Texto exibido ->
┌──

No Japão o ensino do inglês é compulsório no chugakko (“ginasial”), dos 12 aos 14 anos. Desde 2011, o inglês se tornou obrigatório a partir da 5ª e 6ª séries do fundamental (shogakko), uma vez por semana. Está causando muita polêmica, pois faltam professores preparados para tal, e ensino apenas semanal de língua estrangeira é nada produtivo, alegam especialistas. Numa convocação de pessoas com fluência em inglês para preencher a demanda para professores pela nova lei, no começo de 2011, apresentaram-se candidatos de múltiplas nacionalidades – indianos, filipinos, americanos, ingleses, canadenses, neozelandeses, australianos – com profissões que iam de enfermeiras a músicos e tatuadores, sem qualquer formação para o ensino do inglês como língua estrangeira (NHK-Gatten). O mito entre jovens japoneses de que professor de inglês tem que ser nativo, e de preferência dos EUA, faz governo e províncias facilitarem entrada de jovens americanos via intercâmbio para lecionarem inglês em escolas públicas. Se o contato com língua e cultura junto a alguém nativo é positivo, a mobilidade itinerante desses jovens é muito alta: muitos se mudam ou retornam repentinamente para seus países, a continuidade é precária.

No Brasil, também essa aura de professor americano nativo e cultura americana já foi muito forte. Centros binacionais e colégios particulares em São Paulo preferem professores de línguas com experiência de imersão em país de língua inglesa, e formação universitária em didática especial e linguística aplicada ao ensino do inglês como segunda língua: mais aptos para entender e atender dificuldades e necessidades inerentes ao aluno brasileiro. A similaridade fonético-morfológico-sintática da língua portuguesa do Brasil em relação a línguas indo-europeias remanescentes, aliada à sua flexibilidade de língua aberta a influências externas, propicia órgãos da audição e fala do brasileiro a assimilar naturalmente sons, pronúncia e entonação do inglês, do alemão, e de todas as outras línguas ibéricas de origem comum latina.

Cada era da Civilização teve a sua língua franca: o grego clássico, o latim no Império Romano, o alemão em fins do século XIX seguido pelo francês na Europa. Na era da comunicação global, quando conhecimento sólido de língua universal é condição sine qua non para se sobressair, o inglês deverá continuar sendo a língua franca por uns bons tempos mais, segundo linguistas: a última das línguas francas do ultimo dos impérios. Depois, será a vez da língua dominante de cada bloco, conforme a preponderância do país que estiver dando as cartas. Se calhar de vir a ser o mandarim por lá, por que não o português brasileiro por cá?

└──

Tarefa 1 ->
Conte quantas linhas dos registros contêm a palavra "running". Responda apenas com o número.
O texto e os registros não têm relação entre si.

Registros ->
┌──

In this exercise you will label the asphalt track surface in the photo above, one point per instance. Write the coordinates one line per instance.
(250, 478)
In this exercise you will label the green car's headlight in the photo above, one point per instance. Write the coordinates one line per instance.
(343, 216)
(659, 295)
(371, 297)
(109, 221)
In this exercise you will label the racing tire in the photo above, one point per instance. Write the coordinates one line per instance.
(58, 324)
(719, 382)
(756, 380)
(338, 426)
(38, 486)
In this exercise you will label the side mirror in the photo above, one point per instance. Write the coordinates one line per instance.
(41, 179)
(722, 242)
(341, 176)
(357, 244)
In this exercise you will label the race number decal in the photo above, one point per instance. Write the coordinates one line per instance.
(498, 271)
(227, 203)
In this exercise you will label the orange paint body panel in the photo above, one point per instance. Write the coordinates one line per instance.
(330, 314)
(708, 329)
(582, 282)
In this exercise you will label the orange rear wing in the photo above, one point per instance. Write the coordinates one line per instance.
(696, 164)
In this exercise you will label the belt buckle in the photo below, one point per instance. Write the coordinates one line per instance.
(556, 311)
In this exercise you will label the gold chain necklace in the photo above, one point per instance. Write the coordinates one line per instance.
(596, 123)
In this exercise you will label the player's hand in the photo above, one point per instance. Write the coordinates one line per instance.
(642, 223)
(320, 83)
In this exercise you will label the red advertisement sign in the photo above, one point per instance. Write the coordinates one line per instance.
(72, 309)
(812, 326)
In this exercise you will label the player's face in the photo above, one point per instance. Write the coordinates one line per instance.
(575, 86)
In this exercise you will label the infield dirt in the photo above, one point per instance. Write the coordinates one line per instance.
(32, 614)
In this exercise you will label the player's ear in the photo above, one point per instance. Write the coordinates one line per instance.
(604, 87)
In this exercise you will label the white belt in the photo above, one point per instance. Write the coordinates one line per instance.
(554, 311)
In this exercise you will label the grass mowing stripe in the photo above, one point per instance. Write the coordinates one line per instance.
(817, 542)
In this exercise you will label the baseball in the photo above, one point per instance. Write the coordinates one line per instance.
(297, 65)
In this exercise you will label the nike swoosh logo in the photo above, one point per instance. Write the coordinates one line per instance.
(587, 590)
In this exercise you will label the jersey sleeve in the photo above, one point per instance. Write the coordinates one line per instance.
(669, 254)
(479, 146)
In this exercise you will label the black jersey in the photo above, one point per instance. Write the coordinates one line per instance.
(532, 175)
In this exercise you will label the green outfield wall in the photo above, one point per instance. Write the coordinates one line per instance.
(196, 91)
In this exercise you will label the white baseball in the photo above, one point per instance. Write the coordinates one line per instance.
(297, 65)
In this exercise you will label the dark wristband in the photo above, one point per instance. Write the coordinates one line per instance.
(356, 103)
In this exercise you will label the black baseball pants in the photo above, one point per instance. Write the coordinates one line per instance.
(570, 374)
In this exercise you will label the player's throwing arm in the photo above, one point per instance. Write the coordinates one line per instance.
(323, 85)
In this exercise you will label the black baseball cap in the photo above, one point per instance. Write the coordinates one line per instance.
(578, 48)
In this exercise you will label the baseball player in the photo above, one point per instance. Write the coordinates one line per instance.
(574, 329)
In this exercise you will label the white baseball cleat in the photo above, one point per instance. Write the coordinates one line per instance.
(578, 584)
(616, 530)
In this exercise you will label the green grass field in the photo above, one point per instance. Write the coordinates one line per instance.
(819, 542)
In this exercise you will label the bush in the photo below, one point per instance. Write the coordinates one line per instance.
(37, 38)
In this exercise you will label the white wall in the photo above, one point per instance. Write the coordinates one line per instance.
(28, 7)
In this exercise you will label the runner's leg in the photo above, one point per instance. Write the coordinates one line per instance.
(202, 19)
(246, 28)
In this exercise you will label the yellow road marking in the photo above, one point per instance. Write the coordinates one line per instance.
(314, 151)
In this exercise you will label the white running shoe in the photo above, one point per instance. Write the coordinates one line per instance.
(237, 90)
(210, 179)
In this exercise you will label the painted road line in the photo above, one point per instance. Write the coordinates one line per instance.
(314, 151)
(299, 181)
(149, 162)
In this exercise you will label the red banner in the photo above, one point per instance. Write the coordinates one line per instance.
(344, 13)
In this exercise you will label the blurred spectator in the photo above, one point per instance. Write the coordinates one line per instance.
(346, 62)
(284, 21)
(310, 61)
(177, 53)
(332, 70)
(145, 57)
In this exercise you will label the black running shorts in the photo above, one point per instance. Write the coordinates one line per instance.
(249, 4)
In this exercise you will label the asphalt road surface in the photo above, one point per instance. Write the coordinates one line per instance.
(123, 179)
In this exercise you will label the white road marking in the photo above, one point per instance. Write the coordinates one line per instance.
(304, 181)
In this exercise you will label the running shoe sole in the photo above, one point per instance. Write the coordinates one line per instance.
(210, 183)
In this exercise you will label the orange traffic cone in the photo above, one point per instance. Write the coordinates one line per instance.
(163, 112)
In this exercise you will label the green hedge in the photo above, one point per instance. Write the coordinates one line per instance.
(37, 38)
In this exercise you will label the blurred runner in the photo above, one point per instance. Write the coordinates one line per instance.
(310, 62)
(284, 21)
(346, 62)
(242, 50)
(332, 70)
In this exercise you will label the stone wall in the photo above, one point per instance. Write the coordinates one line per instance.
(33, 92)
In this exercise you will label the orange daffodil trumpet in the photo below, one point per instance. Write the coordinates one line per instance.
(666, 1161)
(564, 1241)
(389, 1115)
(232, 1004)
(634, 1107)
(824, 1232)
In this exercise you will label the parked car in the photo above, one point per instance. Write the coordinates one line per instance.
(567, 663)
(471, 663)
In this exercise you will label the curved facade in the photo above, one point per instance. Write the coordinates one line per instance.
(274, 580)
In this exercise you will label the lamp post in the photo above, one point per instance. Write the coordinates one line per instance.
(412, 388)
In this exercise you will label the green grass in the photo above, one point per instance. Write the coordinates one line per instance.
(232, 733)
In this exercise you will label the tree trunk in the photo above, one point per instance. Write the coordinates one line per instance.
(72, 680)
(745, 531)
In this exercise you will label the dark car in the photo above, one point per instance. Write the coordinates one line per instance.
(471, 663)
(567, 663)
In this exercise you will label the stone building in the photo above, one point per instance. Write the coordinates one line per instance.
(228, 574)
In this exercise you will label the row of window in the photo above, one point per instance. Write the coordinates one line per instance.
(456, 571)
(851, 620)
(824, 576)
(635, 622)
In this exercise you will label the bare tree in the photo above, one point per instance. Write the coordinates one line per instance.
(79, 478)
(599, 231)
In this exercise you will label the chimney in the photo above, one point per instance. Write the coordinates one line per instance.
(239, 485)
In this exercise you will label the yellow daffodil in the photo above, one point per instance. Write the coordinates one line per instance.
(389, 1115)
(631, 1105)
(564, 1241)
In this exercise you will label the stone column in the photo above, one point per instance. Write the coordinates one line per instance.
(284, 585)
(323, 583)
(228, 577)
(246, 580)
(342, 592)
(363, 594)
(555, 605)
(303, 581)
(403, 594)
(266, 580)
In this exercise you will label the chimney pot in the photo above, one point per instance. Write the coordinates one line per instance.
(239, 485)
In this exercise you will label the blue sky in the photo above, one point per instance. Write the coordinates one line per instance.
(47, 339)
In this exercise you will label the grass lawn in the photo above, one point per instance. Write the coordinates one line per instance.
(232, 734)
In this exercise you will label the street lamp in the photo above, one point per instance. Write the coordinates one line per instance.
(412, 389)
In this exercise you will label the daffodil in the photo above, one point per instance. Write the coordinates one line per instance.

└──

Tarefa 2 ->
De acordo com o texto sobre o ensino de inglês, desde que ano o inglês é obrigatório a partir da 5ª e 6ª séries do fundamental no Japão?

Solução 1 ->
3

Solução 2 ->
Desde 2011.